(Photo-based point labeling records)
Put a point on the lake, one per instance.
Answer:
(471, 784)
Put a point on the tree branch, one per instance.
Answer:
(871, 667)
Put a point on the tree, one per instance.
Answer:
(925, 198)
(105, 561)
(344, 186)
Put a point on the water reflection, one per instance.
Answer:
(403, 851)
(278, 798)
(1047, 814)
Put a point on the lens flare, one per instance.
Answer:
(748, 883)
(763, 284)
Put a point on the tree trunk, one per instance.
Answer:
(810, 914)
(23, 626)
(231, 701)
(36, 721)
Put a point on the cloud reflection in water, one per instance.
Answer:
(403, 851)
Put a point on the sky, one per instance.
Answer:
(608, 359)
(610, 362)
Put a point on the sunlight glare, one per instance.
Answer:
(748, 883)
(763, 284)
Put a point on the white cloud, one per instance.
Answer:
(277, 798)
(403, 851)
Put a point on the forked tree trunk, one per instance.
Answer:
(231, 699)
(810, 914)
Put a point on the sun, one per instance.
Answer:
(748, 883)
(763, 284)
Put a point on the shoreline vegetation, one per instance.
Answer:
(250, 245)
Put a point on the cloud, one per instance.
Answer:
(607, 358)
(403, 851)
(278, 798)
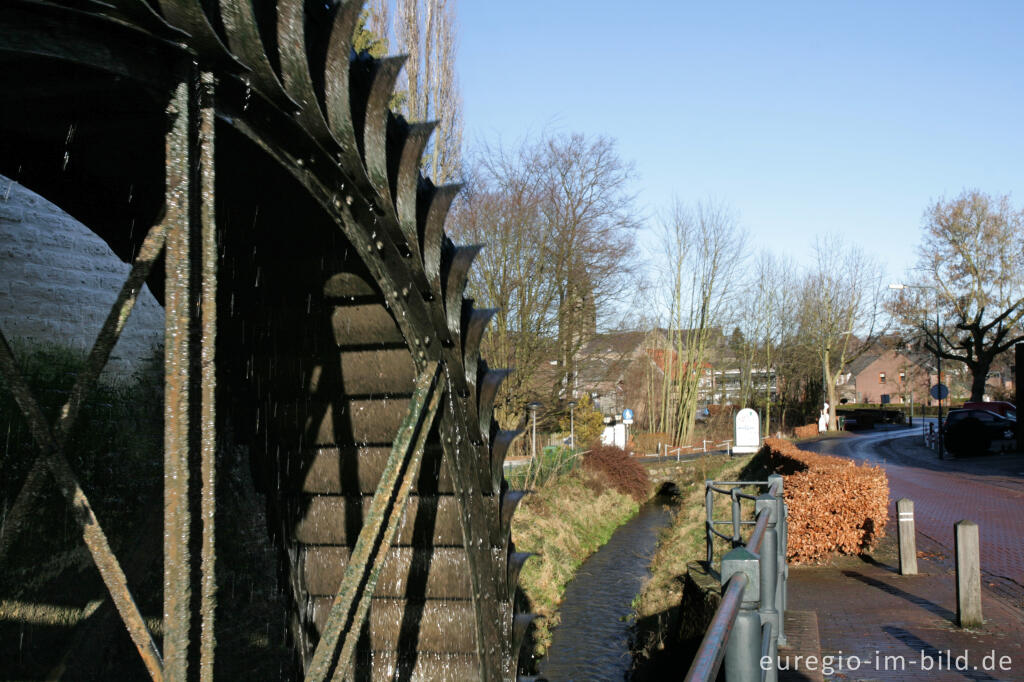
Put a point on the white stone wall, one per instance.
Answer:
(58, 280)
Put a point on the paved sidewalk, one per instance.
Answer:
(892, 627)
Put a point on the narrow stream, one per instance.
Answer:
(592, 640)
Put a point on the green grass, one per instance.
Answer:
(564, 521)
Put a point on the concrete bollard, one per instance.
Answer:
(907, 539)
(968, 574)
(742, 651)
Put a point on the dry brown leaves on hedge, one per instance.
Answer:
(807, 431)
(625, 474)
(834, 505)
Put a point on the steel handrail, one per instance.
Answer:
(712, 649)
(758, 624)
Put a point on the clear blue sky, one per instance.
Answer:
(806, 118)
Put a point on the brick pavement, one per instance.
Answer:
(892, 627)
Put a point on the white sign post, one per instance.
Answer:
(747, 433)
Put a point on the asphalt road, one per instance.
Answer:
(987, 489)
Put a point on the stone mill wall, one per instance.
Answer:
(58, 280)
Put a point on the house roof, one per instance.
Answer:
(614, 343)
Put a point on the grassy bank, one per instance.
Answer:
(657, 605)
(563, 522)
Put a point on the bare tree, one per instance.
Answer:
(764, 313)
(558, 227)
(590, 224)
(841, 301)
(702, 252)
(972, 260)
(500, 208)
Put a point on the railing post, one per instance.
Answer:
(768, 566)
(709, 505)
(781, 566)
(735, 517)
(742, 652)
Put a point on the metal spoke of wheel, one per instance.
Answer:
(92, 533)
(351, 604)
(109, 335)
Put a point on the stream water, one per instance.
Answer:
(592, 640)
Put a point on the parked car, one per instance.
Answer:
(998, 407)
(974, 431)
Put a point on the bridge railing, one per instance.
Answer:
(747, 630)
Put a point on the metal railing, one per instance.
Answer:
(689, 450)
(748, 627)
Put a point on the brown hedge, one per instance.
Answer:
(835, 505)
(808, 431)
(624, 473)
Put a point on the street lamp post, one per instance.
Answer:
(534, 407)
(572, 425)
(938, 352)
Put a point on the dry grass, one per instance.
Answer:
(683, 541)
(564, 522)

Written task: Could you rescale the records from the line containing "Put a point on the concrete" through the end of the records, both ends included, by writing out every one of those lines again with the requests unchanged? Multiply each coordinate in the answers by 2.35 and round it to a whole number, with halves rounded up.

Solution to the exercise:
Put a point on the concrete bollard, one per instance.
Answer:
(2131, 1267)
(2275, 1349)
(1744, 1530)
Put a point on the dry brown leaves on hedge, one per instance.
Answer:
(1896, 1013)
(1469, 1114)
(1960, 1187)
Put a point on the steel handrail, one per instance.
Answer:
(1673, 1525)
(1781, 1466)
Put a point on the clear blue sky, one per instance.
Answer:
(1894, 277)
Put a point on the brick pavement, one per instance.
Answer:
(2096, 1473)
Put a point on the white sign post, one per instance.
Answer:
(1755, 1018)
Put a point on the asphalt road, one per instance.
Answer:
(2319, 1149)
Put a point on the stone mill wall, one per instance.
Answer:
(136, 658)
Put a point on the house roof, one per instance.
Answer:
(1443, 806)
Put a point on the grassy bank, one per instance.
Answer:
(1544, 1422)
(1323, 1227)
Put a point on the bare tree, one per instance.
Answer:
(1795, 736)
(1311, 533)
(1387, 526)
(1976, 707)
(1650, 592)
(2284, 611)
(1175, 489)
Put a point on the railing post, one per instance.
Answer:
(1805, 1330)
(1666, 1187)
(1835, 1330)
(1727, 1215)
(1744, 1532)
Put a point on the metal spoke of wheel, one per instance.
Answer:
(216, 1253)
(825, 1419)
(256, 787)
Put a point on the stream water, one per instance.
Answer:
(1391, 1504)
Put a point on the parked car, one per instance.
Answer:
(2345, 956)
(2289, 1013)
Put a point on the bridge railing, one per instance.
Answer:
(1755, 1481)
Put a point on the metal railing, one per instance.
Answer:
(1619, 1058)
(1758, 1473)
Put a point on the brown hedge, one per instance.
Answer:
(1962, 1187)
(1899, 1013)
(1466, 1112)
Put a point on the street lamp post, one per instance.
Answer:
(1255, 956)
(1344, 999)
(2204, 827)
Put a point on the dry grass, one per instance.
Answer:
(1605, 1271)
(1325, 1227)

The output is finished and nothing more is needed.